• DOCUMENT SEGMENT:

▼

Why does one go down to Chinatown the day after having done all one's grocery shopping? Why, to get a refill of a medication that treats deep vein thrombosis and pulmonary emboli and prevents blood clots in atrial fibrillation and following leg surgery, such as an angioplasty on the dextral lower extremity. Surely every one does that? I'm on the substance for a year. We're one quarter of the way through. It may cause bleeding, among other things, and it has not yet been determined whether it's safe to take this medication while pregnant or breastfeeding. Do not expect any startling news on that score.
One also goes down there for more teabags, because one is low at work, and to nosh on some dimsum. Which alerted me to the fact that very many American tourists are overweight, and they really need to shorten the tables so the wild buffalo can roam.
Maybe they're all from Texas.
The last reason is to smoke a lovely Loewe & Co. straight billiard in one's possession while wandering around remarking under one's breath that out of towners really are a pain in the gand, and bahut batsurat too. But that's neither here nor there, and must be taken for granted. As one always does anyway.
Then one catches the bus back home, and relights upon disembarking. Upon turning the corner one checks to see if the neighborhood street person is lurking at the far intersection, knowing that if he is he will see one from half a block away and come bounding up hill grinning for the two dollars one gives him nowadays. It used to be just one.
Consider inflation. And the current price of a cup of coffee.
Lunch was excellent. The weather has improved since earlier in the week. It is still light out. And the pipe filled with red Virginias and a touch of Perique proved a very enjoyable smoke. Preambular to a cup of tea.
You know, during the war, tea and tobacco kept the spirits of British people up. Still does. It's what makes life in England bearable. That and black pudding (kind of like haggis, same vile). Perhaps if those angry Magats in Texas had gone into the kitchen to fix a cuppa and a fry-up, instead of watching Bad Bunny and getting their panties in a bunch, or watching Kid Rock's crappy all American hootenany and getting their knickers in a twist, they'd be happier today. Even if they do have to smoke Marlboros instead of decent ciggies.
Only one of them is a pipesmoker that I know.
And he has a sense of humour.
Probably voted blue.
I'm guessing that they don't have street people in Texas.
Either they ate them all, or there are no streets there.

▲

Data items
▼

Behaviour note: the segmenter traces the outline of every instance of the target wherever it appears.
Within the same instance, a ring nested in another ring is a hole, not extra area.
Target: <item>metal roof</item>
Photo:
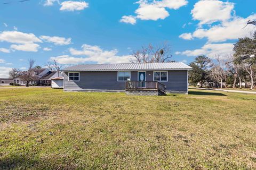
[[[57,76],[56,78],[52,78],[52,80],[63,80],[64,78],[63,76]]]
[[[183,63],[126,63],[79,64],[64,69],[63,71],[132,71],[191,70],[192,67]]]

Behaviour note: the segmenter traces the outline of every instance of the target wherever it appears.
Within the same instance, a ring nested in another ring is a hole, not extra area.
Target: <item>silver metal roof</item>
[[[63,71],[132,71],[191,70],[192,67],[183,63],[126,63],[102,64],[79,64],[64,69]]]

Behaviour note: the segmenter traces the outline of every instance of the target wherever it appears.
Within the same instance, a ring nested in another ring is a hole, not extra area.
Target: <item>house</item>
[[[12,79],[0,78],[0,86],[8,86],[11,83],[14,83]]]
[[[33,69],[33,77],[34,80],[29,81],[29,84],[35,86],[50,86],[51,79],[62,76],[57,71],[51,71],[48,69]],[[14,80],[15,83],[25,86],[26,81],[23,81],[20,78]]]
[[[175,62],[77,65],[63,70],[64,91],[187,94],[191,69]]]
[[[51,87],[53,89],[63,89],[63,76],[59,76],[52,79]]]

▲

• ASSIGNED TASK 1: Output the passage of the Chinatown blog post that begins at the words "The last reason" and stops after the words "be just one.".
• ASSIGNED TASK 2: In the Chinatown blog post, how much money does the writer now give the neighborhood street person?
The items are not needed for this work.

• RESPONSE BOX 1:
The last reason is to smoke a lovely Loewe & Co. straight billiard in one's possession while wandering around remarking under one's breath that out of towners really are a pain in the gand, and bahut batsurat too. But that's neither here nor there, and must be taken for granted. As one always does anyway.
Then one catches the bus back home, and relights upon disembarking. Upon turning the corner one checks to see if the neighborhood street person is lurking at the far intersection, knowing that if he is he will see one from half a block away and come bounding up hill grinning for the two dollars one gives him nowadays. It used to be just one.

• RESPONSE BOX 2: Two dollars.